ITEMS –

★ ★ ★ ★ ★ ★ ★

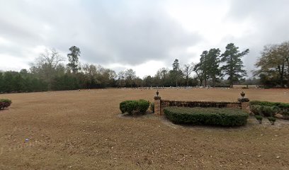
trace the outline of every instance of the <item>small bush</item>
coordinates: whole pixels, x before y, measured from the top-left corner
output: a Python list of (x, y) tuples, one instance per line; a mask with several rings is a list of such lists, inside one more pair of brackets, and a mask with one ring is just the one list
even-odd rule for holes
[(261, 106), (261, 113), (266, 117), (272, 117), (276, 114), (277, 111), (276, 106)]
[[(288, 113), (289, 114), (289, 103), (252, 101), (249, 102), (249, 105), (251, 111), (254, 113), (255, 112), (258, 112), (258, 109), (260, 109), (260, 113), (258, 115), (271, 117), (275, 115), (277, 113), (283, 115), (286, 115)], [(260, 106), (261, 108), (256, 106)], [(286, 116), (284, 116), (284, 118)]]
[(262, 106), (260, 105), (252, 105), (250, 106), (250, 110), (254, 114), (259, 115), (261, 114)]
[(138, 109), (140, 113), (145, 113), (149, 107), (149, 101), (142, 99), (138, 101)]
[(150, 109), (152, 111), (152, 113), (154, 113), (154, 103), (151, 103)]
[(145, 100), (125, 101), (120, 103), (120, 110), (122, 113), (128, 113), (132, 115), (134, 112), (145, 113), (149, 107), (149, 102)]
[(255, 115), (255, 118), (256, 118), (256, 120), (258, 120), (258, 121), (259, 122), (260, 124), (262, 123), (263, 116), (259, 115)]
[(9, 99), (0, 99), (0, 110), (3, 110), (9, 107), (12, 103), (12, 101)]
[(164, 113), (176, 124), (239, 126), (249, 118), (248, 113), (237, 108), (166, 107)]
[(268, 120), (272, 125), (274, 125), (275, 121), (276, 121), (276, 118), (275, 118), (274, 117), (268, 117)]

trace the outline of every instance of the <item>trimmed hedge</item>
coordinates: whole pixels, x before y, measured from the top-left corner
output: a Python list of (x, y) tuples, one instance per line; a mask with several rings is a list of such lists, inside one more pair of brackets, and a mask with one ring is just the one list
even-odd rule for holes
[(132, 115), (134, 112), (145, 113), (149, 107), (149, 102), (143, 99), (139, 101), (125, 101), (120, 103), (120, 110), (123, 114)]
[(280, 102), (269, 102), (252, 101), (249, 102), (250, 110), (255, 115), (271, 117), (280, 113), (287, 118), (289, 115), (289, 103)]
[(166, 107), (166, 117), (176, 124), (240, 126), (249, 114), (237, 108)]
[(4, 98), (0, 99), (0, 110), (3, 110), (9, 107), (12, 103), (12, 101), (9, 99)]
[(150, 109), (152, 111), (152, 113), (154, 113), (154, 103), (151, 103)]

★ ★ ★ ★ ★ ★ ★

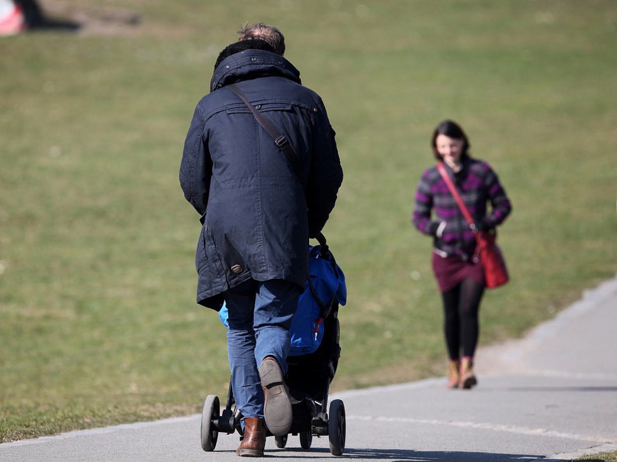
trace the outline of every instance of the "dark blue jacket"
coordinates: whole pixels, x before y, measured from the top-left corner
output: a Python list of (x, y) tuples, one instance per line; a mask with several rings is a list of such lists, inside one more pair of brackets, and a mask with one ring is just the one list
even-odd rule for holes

★ ★ ★ ★ ★ ★ ★

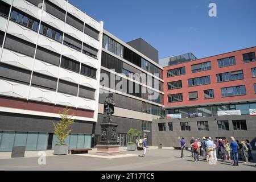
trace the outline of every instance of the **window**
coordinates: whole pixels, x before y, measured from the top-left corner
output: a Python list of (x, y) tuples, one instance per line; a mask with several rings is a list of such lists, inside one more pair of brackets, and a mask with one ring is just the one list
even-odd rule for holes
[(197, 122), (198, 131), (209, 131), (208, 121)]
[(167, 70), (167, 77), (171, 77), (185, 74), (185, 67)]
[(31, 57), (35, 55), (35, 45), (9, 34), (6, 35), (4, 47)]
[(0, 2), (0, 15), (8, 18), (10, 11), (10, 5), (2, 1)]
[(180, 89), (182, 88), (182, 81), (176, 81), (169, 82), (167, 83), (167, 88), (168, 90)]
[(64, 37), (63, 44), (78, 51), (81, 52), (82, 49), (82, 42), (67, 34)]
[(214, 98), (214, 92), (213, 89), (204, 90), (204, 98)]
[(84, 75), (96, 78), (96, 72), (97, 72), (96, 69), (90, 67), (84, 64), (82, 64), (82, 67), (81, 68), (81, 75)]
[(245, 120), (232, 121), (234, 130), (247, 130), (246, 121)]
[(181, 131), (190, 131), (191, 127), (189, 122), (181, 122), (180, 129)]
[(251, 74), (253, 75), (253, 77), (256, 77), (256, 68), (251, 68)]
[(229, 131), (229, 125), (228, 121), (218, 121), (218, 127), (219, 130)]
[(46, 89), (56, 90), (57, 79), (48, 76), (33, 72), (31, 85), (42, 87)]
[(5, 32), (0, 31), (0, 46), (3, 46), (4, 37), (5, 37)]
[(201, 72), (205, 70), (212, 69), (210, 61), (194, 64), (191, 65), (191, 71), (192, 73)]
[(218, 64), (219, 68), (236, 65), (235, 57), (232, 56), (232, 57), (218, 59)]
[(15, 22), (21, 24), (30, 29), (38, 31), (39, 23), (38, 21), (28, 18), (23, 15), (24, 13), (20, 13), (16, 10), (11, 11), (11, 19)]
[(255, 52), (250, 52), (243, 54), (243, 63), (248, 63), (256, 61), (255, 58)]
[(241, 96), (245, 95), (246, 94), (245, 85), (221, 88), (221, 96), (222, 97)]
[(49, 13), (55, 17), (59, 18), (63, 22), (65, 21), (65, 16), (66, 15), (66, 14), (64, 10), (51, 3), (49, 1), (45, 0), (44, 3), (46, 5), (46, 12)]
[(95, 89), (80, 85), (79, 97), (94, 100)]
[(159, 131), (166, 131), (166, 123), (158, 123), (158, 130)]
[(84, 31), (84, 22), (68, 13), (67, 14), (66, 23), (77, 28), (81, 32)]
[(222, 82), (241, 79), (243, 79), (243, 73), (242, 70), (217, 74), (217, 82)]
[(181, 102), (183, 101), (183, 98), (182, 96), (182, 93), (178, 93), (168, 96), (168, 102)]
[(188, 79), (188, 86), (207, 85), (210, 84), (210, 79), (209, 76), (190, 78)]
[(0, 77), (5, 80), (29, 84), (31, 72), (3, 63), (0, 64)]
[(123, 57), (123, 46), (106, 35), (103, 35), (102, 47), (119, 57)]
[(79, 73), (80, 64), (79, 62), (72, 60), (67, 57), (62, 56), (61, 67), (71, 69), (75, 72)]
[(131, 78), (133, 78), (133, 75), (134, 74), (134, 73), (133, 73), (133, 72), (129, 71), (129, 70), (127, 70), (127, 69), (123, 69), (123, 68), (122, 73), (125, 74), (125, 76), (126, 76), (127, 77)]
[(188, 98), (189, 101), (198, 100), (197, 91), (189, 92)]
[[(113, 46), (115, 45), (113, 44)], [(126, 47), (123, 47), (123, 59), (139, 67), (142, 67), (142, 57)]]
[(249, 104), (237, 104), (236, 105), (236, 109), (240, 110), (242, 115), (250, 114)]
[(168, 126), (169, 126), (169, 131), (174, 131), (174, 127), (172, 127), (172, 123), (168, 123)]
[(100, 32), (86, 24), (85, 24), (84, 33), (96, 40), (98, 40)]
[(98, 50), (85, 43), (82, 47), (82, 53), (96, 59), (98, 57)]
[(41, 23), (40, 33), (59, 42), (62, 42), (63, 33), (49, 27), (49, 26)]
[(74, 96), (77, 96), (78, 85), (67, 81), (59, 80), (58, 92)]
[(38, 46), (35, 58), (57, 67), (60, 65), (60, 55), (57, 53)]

★ ★ ★ ★ ★ ★ ★

STATED EXERCISE –
Render the lines from the one containing "trace the outline of every instance of the <item>small" through the one containing "103), (12, 101)]", inclusive, as a JSON list of strings with one string per line, leaving out blank lines.

OUTPUT OF THE EXERCISE –
[
  "trace the outline of every instance of the <item>small bush</item>",
  "coordinates: whole pixels, x before y, measured from the top-left corner",
  "output: a Python list of (x, y) tuples, one instance per line; a mask with several rings is a list of such lists, inside one more pair of brackets, and a mask with one ring is just the one list",
  "even-odd rule for holes",
  "[(261, 106), (261, 113), (266, 117), (272, 117), (276, 114), (277, 111), (276, 106)]",
  "[[(288, 113), (289, 114), (289, 103), (252, 101), (249, 102), (249, 105), (251, 111), (254, 113), (255, 112), (258, 112), (258, 109), (260, 109), (260, 113), (258, 115), (271, 117), (275, 115), (277, 113), (283, 115), (286, 115)], [(260, 106), (261, 108), (256, 106)], [(286, 116), (284, 116), (284, 118)]]",
  "[(262, 106), (260, 105), (252, 105), (250, 106), (250, 110), (254, 114), (259, 115), (261, 114)]",
  "[(138, 109), (140, 113), (145, 113), (149, 107), (149, 101), (142, 99), (138, 101)]",
  "[(150, 109), (152, 111), (152, 113), (154, 113), (154, 103), (151, 103)]",
  "[(145, 100), (125, 101), (120, 103), (120, 110), (122, 113), (128, 113), (132, 115), (134, 112), (145, 113), (149, 107), (149, 102)]",
  "[(255, 115), (255, 118), (256, 118), (256, 120), (258, 120), (258, 121), (259, 122), (260, 124), (262, 123), (263, 116), (259, 115)]",
  "[(9, 99), (0, 99), (0, 110), (3, 110), (9, 107), (12, 103), (12, 101)]"
]